==== DATA PROVIDED ====

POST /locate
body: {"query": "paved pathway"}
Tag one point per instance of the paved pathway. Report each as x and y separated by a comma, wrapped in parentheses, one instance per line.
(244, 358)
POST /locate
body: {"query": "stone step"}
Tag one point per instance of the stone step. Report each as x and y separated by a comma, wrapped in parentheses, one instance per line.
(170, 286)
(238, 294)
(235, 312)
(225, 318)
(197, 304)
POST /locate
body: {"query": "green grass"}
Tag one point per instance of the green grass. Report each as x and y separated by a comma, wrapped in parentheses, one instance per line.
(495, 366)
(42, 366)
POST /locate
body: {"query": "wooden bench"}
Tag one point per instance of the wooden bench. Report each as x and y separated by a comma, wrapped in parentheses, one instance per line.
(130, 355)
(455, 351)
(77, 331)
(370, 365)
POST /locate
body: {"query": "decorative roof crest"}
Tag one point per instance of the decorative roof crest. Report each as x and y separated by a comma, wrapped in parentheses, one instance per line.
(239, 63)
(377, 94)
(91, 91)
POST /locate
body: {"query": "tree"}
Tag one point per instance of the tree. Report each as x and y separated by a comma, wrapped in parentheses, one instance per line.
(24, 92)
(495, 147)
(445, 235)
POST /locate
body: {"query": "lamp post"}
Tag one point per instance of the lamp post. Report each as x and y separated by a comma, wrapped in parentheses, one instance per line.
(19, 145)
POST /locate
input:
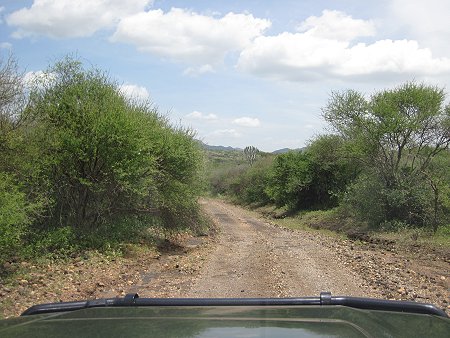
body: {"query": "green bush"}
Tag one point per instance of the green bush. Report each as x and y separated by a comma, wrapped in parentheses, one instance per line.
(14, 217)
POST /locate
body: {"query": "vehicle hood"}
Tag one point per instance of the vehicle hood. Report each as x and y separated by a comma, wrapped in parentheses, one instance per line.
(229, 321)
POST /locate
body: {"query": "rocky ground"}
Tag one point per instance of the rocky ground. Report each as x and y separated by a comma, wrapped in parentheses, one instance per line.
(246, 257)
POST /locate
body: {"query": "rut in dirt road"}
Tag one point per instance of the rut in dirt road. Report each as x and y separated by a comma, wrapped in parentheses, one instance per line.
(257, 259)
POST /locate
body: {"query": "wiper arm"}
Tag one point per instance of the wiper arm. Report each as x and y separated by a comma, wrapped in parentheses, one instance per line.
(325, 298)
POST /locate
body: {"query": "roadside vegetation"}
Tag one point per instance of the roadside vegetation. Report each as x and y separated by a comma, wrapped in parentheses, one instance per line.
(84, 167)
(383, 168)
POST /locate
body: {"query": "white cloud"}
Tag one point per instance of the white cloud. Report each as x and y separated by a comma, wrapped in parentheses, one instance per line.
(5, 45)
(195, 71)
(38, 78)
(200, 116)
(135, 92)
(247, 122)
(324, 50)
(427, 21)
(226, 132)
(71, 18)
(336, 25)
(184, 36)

====
==== DATA PROVIDED ====

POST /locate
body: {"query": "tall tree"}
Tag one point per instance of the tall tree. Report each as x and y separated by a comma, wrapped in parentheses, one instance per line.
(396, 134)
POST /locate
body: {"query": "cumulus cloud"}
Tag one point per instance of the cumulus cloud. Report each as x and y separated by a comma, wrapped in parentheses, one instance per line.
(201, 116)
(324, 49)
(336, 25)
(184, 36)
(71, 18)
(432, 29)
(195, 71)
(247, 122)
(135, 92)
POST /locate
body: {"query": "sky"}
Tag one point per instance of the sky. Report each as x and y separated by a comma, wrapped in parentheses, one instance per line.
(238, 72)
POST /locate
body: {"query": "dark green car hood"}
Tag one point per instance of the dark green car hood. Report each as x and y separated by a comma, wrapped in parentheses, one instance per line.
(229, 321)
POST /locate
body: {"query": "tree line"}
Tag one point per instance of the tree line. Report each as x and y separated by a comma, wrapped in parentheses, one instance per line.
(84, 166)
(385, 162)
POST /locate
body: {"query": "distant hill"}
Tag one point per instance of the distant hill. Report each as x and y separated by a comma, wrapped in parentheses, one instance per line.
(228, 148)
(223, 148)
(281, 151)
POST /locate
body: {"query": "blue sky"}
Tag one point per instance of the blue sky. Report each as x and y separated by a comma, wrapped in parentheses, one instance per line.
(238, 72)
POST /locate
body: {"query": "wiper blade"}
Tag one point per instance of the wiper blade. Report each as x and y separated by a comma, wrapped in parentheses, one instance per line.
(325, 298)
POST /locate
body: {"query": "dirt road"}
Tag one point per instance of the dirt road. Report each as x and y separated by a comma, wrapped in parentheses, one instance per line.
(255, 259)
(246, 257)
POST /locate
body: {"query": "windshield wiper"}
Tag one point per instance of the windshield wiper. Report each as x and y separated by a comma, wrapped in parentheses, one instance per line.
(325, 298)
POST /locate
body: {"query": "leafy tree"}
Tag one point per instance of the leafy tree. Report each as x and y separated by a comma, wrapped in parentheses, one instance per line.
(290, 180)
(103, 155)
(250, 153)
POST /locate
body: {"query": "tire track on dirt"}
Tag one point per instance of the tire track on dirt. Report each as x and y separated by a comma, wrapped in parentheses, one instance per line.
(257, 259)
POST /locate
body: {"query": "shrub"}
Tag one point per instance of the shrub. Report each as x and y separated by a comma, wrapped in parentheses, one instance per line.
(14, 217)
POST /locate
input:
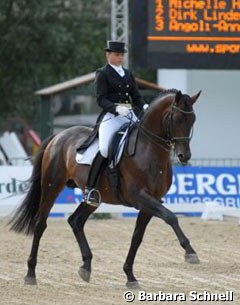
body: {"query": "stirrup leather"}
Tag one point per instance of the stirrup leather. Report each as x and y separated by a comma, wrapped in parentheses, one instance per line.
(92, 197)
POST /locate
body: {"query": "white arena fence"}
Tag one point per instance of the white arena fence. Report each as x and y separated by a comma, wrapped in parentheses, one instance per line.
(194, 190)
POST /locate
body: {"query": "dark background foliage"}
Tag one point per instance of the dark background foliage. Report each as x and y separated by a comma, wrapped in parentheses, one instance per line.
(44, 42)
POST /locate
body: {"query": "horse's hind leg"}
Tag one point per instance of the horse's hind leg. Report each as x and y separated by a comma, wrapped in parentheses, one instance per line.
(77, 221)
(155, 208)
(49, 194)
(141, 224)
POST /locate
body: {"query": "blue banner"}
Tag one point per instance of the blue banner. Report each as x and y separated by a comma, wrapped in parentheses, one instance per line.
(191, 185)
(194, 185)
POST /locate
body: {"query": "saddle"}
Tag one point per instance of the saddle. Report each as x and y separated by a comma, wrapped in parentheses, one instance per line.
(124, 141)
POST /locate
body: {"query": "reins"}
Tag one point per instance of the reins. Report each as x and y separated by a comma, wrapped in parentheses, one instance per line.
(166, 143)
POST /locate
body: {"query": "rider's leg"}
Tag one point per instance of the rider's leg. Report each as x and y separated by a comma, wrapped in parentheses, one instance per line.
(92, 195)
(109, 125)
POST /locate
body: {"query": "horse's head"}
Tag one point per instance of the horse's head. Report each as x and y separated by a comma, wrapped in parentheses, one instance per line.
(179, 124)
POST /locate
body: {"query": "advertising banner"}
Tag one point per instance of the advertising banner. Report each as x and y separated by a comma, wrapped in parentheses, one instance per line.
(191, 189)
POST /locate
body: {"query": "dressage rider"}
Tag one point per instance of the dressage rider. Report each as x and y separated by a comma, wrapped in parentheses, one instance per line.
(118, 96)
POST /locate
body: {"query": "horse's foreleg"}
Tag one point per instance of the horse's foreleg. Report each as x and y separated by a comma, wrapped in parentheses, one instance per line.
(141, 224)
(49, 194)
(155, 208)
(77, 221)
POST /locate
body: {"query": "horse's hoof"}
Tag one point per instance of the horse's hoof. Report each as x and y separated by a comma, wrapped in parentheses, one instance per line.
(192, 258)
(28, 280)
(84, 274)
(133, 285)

====

* DESCRIPTION OF THE TASK
Please count the lines in the material above that contain the string "arena", with case counting, and reply with only the number.

* WRITTEN ANSWER
2